-- Start of Records shown --

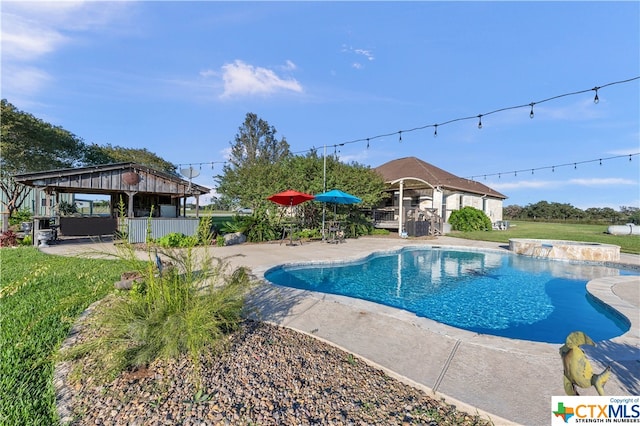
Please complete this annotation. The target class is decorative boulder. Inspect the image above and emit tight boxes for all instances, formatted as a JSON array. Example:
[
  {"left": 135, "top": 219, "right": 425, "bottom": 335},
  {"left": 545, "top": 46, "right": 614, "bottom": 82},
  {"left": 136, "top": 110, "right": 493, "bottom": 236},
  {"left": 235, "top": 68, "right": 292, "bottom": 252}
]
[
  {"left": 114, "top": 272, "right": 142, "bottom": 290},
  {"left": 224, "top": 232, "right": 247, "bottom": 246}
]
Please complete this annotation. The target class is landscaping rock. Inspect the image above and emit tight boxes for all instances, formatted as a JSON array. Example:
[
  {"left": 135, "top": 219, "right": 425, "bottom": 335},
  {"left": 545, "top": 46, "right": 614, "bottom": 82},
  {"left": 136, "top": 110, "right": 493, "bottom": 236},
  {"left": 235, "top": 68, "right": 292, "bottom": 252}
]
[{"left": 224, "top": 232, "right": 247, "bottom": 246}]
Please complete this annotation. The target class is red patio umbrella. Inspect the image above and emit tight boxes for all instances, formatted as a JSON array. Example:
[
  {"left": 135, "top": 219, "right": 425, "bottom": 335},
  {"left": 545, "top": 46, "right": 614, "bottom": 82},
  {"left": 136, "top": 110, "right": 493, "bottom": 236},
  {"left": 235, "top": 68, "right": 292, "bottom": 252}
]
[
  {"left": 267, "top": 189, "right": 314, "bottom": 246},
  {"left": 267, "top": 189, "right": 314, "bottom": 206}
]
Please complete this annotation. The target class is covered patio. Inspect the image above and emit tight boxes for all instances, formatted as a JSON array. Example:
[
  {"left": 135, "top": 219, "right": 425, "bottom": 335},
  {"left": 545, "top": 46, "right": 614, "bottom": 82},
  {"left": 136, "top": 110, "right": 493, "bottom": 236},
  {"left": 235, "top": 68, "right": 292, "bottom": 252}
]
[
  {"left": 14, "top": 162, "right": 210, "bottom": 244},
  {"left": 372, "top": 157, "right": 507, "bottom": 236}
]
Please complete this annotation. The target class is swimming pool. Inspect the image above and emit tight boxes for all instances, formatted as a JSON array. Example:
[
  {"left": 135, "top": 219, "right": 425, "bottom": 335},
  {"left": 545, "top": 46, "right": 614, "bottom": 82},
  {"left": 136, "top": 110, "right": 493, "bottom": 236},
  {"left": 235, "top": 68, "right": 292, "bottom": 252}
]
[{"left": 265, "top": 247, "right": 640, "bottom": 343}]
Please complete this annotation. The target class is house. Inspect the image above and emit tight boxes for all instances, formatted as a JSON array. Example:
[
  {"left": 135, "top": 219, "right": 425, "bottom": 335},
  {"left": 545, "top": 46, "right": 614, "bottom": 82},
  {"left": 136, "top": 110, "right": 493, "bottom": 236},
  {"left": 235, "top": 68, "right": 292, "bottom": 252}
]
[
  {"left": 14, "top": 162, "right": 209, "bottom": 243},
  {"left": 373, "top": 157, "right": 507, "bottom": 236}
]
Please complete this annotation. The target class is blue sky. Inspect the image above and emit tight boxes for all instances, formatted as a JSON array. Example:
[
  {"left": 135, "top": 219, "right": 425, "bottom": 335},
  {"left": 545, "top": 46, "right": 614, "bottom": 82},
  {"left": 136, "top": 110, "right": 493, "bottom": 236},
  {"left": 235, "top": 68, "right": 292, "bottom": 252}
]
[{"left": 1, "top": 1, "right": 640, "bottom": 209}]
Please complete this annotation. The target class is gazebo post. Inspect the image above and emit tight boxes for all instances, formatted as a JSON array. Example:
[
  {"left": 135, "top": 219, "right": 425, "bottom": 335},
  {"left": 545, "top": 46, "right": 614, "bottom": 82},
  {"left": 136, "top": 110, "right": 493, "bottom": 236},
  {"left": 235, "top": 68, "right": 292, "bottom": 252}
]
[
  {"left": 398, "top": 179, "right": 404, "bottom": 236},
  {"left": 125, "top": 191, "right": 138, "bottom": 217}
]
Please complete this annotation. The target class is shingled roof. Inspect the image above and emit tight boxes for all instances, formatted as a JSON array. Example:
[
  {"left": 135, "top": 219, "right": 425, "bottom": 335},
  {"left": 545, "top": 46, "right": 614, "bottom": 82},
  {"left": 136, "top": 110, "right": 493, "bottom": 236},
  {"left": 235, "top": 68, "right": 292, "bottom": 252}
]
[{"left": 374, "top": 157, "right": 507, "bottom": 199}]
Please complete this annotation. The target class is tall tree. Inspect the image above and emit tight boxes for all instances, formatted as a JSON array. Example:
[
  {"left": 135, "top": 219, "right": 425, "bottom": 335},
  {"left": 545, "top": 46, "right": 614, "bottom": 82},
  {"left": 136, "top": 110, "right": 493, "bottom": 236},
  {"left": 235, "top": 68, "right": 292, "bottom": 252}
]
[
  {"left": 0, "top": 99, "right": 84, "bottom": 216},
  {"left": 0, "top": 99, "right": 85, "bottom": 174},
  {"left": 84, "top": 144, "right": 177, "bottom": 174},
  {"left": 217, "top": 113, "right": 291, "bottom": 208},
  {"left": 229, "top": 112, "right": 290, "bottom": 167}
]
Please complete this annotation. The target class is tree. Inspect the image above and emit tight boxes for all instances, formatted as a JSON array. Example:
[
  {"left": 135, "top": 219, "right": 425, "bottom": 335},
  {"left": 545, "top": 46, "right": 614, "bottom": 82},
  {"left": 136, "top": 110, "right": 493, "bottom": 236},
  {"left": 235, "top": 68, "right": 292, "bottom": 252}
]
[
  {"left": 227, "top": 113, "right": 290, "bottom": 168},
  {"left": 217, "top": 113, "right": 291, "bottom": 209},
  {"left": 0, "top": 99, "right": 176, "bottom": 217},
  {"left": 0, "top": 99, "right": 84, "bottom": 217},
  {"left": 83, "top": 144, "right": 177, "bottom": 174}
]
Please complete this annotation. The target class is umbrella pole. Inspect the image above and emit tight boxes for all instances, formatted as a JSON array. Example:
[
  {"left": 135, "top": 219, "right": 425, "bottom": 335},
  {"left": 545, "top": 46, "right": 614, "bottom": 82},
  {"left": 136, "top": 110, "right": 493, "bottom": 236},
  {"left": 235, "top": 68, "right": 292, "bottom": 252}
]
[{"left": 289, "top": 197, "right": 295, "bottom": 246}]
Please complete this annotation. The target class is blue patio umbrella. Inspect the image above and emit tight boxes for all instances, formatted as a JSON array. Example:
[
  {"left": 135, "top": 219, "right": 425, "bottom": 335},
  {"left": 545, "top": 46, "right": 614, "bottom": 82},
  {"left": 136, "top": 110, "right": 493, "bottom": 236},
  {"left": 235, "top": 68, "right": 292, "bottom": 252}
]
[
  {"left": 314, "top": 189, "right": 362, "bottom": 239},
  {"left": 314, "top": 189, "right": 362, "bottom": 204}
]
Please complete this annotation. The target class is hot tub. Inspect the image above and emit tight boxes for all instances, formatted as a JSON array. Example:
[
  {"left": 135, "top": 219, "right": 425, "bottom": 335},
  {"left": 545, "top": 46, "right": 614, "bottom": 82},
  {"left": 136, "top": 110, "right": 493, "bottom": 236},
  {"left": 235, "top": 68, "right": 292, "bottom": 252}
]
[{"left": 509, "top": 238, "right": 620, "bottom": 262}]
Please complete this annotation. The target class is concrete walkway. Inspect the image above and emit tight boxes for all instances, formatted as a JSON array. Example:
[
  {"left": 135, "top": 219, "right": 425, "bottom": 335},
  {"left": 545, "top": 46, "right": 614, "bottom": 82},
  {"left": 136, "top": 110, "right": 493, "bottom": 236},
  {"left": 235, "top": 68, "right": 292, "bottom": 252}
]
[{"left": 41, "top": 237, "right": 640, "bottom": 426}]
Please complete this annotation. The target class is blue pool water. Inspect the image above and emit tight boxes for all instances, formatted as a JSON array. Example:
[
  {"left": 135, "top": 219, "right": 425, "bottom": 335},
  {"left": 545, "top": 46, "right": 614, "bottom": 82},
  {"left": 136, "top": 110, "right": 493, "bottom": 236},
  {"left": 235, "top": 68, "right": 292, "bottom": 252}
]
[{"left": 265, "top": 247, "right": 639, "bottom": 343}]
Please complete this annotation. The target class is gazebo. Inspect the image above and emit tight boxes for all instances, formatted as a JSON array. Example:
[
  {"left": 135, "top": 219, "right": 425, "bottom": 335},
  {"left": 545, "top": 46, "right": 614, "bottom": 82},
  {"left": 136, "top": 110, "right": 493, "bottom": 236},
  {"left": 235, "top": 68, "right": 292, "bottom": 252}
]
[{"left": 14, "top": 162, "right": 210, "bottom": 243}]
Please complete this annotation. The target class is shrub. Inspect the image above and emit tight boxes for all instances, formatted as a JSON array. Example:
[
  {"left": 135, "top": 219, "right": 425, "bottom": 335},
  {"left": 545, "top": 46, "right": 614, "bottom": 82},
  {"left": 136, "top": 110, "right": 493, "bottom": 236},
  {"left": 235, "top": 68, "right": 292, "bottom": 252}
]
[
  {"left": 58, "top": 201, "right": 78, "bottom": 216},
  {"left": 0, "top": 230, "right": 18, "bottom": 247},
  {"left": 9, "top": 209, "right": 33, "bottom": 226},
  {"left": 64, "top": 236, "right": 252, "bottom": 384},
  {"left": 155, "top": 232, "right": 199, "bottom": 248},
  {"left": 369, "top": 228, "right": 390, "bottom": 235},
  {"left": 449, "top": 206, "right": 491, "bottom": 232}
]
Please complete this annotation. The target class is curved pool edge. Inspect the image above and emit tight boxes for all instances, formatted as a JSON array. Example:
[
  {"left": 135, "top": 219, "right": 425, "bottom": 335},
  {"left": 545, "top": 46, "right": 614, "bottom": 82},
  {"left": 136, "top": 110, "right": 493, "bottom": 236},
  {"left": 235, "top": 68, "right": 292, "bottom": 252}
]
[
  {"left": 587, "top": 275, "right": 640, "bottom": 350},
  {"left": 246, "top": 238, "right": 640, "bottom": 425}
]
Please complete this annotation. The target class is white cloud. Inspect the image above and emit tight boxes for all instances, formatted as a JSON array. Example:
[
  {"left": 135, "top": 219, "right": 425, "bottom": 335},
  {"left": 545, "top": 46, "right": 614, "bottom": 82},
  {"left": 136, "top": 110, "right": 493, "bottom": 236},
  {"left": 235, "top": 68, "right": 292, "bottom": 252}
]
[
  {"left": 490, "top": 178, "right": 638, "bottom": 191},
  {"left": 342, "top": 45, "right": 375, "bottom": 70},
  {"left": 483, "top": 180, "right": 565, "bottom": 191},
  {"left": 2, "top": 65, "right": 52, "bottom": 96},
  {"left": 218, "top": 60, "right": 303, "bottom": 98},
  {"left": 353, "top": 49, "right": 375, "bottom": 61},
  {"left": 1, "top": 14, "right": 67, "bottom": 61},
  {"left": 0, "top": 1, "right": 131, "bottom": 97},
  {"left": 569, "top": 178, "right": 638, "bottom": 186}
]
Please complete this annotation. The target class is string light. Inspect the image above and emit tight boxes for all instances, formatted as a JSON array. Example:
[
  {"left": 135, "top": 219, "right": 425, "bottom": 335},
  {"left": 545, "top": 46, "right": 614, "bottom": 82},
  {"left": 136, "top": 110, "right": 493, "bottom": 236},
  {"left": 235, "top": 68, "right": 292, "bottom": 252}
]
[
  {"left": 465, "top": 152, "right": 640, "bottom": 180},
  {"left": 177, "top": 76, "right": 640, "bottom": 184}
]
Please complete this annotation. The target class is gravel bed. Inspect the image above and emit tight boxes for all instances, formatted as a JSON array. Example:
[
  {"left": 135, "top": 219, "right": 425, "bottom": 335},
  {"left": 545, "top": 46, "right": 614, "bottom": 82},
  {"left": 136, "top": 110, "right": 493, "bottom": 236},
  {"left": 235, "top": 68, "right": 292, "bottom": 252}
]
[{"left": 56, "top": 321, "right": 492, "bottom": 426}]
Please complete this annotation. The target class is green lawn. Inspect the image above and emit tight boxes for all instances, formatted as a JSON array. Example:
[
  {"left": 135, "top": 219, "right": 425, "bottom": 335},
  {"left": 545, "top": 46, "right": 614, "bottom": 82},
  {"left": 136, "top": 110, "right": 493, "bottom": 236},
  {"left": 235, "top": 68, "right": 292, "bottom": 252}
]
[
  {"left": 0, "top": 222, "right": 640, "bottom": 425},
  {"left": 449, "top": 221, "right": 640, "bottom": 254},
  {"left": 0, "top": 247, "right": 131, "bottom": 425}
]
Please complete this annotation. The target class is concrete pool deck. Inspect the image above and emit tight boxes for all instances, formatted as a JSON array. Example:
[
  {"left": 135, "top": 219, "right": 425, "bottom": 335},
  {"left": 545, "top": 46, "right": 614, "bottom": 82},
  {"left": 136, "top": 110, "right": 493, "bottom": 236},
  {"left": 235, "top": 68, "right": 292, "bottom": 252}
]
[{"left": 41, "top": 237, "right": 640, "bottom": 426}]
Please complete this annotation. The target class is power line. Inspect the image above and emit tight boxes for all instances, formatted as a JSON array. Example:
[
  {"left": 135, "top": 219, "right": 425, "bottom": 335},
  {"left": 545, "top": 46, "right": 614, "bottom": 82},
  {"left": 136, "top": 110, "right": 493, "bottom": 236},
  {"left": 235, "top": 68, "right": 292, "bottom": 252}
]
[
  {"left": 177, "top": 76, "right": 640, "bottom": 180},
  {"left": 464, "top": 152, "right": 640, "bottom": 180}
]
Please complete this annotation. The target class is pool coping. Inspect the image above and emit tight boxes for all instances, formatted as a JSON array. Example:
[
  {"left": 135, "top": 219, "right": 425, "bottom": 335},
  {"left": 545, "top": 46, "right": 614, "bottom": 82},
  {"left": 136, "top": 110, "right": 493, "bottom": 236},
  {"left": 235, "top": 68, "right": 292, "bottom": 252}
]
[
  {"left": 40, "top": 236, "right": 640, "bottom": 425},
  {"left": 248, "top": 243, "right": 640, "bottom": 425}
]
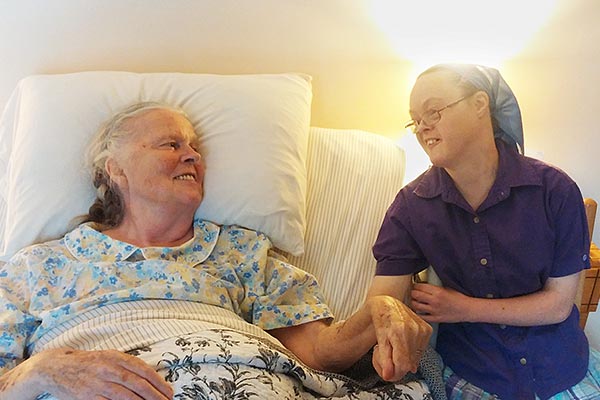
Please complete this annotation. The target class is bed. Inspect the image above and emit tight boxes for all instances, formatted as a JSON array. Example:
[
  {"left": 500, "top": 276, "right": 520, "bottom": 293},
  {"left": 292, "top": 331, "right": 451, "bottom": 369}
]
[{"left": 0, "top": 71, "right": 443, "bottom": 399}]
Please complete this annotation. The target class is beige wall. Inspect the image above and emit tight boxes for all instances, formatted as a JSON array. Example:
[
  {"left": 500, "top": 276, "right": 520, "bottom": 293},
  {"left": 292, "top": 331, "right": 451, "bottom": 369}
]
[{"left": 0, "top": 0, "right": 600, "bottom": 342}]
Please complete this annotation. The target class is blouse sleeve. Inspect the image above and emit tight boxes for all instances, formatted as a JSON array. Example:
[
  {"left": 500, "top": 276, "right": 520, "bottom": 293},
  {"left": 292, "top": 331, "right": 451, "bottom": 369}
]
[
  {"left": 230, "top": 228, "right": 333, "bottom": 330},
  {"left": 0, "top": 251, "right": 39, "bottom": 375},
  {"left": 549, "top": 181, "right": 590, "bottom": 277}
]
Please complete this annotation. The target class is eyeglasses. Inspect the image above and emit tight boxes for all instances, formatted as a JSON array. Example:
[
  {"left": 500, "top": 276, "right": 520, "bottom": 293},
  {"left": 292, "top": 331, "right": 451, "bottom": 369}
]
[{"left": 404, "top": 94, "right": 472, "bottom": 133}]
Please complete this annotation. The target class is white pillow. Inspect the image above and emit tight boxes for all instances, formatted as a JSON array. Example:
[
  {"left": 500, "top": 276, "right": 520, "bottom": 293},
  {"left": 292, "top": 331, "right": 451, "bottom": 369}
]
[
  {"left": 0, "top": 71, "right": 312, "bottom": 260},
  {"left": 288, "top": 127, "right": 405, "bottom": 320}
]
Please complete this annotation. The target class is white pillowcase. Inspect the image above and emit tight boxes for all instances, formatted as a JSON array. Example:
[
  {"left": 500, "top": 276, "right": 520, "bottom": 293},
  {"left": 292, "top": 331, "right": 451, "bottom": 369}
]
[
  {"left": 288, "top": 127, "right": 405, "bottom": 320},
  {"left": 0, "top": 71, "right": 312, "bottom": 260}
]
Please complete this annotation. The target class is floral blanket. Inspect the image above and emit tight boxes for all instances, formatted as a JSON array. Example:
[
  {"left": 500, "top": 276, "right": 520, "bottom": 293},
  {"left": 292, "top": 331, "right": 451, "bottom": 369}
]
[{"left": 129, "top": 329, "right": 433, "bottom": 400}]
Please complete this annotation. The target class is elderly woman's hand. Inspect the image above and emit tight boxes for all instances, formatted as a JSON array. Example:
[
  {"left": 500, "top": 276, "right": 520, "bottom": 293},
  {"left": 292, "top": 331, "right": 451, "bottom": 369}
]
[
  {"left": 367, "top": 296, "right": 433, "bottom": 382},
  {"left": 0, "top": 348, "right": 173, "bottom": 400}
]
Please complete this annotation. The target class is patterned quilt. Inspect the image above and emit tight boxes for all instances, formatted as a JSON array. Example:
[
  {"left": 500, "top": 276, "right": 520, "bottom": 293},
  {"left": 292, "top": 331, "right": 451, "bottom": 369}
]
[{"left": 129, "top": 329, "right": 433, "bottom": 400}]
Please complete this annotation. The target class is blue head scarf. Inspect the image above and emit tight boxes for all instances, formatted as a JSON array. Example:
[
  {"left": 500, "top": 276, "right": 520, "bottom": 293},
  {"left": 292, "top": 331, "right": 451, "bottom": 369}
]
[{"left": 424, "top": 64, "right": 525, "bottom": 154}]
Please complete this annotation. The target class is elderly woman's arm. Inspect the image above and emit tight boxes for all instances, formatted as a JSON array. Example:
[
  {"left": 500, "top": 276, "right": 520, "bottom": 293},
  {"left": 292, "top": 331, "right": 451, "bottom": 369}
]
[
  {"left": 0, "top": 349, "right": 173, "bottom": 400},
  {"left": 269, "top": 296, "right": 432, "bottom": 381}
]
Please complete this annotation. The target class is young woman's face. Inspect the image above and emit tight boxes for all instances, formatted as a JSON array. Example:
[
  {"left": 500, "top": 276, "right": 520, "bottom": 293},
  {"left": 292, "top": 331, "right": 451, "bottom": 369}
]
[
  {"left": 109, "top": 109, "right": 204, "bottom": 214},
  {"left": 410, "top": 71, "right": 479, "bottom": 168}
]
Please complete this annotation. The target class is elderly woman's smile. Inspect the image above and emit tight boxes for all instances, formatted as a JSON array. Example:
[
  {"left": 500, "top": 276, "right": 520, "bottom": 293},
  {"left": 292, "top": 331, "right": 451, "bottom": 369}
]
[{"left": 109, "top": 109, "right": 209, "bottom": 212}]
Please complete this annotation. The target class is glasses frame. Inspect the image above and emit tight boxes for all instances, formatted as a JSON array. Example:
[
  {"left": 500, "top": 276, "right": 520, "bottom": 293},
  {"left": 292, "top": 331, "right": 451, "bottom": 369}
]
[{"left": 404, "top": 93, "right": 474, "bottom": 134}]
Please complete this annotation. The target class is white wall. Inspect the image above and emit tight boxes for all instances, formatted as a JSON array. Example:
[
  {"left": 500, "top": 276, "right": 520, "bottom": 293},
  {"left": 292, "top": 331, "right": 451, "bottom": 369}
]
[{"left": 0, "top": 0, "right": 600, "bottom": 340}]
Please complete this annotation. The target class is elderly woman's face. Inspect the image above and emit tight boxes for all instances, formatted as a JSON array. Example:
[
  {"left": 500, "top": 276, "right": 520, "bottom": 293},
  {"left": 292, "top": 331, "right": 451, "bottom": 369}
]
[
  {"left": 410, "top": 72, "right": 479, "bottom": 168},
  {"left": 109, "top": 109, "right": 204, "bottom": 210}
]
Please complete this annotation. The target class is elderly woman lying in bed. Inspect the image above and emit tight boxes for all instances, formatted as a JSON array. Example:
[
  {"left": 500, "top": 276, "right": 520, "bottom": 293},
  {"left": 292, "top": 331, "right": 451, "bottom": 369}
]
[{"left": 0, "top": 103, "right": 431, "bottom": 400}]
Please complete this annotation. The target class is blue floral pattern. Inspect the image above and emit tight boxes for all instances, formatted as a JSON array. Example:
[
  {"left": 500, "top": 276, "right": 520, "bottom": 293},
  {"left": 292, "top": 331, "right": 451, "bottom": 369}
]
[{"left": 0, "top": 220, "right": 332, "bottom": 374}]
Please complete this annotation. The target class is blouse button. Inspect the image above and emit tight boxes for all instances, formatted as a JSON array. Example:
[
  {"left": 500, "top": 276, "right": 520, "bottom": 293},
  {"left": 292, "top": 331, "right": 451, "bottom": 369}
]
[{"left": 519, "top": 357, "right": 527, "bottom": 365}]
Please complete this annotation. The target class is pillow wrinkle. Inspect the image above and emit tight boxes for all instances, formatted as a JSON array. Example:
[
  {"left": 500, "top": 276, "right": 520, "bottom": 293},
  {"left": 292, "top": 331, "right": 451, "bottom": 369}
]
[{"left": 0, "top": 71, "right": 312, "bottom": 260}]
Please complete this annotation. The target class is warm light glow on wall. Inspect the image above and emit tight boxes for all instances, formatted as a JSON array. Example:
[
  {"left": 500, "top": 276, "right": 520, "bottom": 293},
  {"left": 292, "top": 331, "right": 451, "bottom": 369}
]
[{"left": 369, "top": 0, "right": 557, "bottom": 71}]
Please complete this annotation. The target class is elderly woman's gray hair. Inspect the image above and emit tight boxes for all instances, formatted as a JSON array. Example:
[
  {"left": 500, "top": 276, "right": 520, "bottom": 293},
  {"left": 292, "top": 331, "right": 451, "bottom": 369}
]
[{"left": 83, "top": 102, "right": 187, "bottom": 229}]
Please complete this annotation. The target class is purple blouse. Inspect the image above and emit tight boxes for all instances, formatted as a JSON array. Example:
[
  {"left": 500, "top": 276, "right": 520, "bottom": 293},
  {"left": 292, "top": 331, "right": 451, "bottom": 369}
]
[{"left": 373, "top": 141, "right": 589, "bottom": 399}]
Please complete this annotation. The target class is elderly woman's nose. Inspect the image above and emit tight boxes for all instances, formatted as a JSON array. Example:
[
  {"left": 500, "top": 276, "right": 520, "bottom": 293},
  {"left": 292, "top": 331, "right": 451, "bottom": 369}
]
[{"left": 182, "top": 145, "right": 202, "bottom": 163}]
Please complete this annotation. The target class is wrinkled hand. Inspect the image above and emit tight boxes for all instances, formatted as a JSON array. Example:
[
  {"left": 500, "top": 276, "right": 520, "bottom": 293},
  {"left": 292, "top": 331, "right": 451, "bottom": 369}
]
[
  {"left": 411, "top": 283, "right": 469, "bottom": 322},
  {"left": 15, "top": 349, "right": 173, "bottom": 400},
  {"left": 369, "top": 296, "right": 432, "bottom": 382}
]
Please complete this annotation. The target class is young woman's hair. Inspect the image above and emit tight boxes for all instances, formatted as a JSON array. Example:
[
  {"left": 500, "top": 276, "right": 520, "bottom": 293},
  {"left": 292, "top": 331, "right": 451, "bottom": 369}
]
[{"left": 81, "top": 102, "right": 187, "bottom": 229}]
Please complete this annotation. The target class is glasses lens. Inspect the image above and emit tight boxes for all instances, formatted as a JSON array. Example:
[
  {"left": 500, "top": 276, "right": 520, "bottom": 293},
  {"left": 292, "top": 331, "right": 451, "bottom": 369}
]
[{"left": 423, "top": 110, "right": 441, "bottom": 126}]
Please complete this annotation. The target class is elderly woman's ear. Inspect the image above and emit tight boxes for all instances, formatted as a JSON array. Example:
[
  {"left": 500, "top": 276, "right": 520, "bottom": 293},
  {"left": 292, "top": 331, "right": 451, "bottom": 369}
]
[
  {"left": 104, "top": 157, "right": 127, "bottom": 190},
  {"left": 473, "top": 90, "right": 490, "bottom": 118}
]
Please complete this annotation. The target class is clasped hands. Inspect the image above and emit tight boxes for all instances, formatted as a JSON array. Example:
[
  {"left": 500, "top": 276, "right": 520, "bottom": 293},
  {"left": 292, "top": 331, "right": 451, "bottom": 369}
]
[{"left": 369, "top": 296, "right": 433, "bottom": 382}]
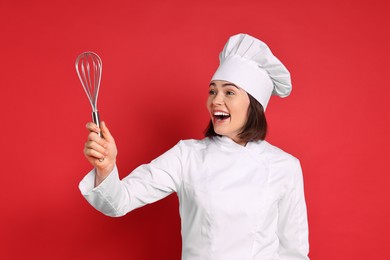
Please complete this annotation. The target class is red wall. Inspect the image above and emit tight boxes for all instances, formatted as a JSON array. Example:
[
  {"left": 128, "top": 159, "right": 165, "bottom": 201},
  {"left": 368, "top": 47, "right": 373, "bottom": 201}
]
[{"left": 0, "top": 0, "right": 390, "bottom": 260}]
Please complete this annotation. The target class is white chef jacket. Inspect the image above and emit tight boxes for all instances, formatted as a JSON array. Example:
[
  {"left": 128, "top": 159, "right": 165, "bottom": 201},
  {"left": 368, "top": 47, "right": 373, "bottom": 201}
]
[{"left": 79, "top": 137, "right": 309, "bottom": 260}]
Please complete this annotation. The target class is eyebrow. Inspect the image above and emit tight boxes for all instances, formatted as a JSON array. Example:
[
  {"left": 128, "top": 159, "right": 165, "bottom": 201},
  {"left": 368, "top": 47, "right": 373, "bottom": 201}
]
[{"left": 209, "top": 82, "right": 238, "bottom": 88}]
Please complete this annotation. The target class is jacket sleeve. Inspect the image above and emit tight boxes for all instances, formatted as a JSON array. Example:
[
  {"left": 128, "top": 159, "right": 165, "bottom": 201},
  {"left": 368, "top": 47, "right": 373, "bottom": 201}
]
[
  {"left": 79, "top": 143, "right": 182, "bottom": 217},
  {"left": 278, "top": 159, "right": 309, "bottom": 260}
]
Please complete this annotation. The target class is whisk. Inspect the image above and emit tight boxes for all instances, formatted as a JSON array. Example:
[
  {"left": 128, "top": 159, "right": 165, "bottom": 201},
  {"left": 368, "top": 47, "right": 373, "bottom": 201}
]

-- End of Records shown --

Written exercise:
From the records above, pull out each line that contains the string "light" and copy it. Case counts.

Reply to the exercise:
Please complete this annotation. The target class is string light. Inspect the image above and emit tight boxes for all instances, formatted as a JSON array. Example:
Please complete this annotation. The target class is warm light glow on wall. Inspect the image above and emit tight boxes for all instances, formatted as a JSON array. Example:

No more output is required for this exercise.